Written problem — Convert everything from the line containing "Target: sky" down to the end of the records below into a numbered list, omitting blank lines.

[BEGIN]

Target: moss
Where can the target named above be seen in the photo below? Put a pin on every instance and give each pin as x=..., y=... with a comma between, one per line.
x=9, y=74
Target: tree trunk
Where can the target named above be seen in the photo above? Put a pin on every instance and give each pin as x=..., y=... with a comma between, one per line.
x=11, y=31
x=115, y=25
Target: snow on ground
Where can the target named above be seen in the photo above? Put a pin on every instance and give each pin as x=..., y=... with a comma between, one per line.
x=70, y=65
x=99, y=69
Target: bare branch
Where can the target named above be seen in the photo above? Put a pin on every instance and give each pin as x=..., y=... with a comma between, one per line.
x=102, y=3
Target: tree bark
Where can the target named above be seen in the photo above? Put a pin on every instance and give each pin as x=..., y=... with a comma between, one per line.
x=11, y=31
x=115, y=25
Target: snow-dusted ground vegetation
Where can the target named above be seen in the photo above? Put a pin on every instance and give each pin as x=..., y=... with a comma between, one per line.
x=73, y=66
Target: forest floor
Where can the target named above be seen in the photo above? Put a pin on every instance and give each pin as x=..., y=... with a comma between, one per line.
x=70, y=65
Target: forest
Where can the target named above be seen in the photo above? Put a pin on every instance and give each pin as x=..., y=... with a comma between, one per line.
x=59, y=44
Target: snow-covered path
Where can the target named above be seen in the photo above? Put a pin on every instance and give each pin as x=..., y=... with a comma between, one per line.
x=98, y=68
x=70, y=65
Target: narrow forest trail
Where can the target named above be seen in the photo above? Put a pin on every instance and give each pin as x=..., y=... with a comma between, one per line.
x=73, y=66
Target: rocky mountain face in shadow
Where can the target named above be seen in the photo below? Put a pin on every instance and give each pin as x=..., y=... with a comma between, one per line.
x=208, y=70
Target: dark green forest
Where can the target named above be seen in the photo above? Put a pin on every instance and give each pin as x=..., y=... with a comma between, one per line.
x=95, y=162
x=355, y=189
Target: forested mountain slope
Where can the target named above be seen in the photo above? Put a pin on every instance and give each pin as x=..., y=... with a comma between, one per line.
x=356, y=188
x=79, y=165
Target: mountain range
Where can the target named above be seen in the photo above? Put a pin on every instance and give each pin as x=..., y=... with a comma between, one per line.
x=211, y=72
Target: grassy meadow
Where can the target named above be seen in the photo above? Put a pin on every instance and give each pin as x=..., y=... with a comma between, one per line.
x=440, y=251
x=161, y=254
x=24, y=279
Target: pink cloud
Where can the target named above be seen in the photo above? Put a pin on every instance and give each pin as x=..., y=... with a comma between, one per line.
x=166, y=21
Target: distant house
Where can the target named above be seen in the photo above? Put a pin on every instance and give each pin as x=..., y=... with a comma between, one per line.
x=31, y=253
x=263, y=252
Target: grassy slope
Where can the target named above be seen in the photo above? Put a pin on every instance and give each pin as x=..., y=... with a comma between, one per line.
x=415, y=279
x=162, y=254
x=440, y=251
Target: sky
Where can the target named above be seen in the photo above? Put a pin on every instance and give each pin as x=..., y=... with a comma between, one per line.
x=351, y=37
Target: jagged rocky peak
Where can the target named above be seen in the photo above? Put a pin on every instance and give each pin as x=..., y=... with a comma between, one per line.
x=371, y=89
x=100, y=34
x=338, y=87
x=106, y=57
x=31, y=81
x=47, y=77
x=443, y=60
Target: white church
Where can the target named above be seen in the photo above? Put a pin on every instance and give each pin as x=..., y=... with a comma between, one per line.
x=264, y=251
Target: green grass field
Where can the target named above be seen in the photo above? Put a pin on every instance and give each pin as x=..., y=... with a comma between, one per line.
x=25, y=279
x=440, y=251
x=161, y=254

[END]

Written solution —
1. Target: sky
2. Where can the target named above be seen in the photo above? Put a pin on every instance and give each pin as x=..., y=... with a comma between, one per line.
3. x=351, y=37
4. Target: jagged rocky peak
5. Where can the target named above be seen in the photo above? Put a pin on every instance and give each pin as x=..., y=... with a comma between, one per line.
6. x=371, y=89
7. x=100, y=34
8. x=338, y=87
9. x=106, y=57
10. x=31, y=81
11. x=47, y=77
12. x=443, y=60
13. Target: white church
14. Where can the target named above be seen in the photo above? Put a pin on every instance and give each pin as x=..., y=... with a comma between, one per line.
15. x=264, y=251
16. Target: green grass field
17. Where can the target named above be seen in the photo above? Put a pin on every instance and give each pin as x=..., y=... with a comma between, one per line.
18. x=25, y=279
19. x=440, y=251
20. x=161, y=254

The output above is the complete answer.